**Exercise aim**
Nothing but the data itself, reproduced exactly, is the expected answer.

Segment Start: Given data

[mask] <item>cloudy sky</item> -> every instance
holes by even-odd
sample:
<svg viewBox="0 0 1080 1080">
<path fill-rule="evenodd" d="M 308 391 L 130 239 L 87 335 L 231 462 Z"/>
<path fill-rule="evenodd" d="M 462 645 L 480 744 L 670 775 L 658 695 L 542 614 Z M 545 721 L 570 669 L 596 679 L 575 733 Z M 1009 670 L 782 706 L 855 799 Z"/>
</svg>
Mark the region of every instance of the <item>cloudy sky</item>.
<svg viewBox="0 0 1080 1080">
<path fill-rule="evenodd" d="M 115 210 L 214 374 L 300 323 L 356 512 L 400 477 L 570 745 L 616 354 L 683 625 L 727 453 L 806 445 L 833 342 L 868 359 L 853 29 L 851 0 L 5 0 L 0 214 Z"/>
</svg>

Segment End: Given data

**Task solution**
[mask] <item>cloudy sky</item> -> every instance
holes by even-odd
sample:
<svg viewBox="0 0 1080 1080">
<path fill-rule="evenodd" d="M 308 391 L 130 239 L 87 335 L 231 462 Z"/>
<path fill-rule="evenodd" d="M 462 645 L 480 744 L 670 775 L 658 695 L 542 614 Z M 545 721 L 570 669 L 596 679 L 575 733 Z M 1009 670 L 782 706 L 855 799 Z"/>
</svg>
Mark the region of every instance of the <item>cloudy sky</item>.
<svg viewBox="0 0 1080 1080">
<path fill-rule="evenodd" d="M 115 210 L 214 374 L 300 323 L 356 512 L 400 477 L 570 745 L 616 354 L 683 625 L 727 453 L 806 445 L 833 342 L 868 359 L 853 29 L 851 0 L 5 0 L 0 214 Z"/>
</svg>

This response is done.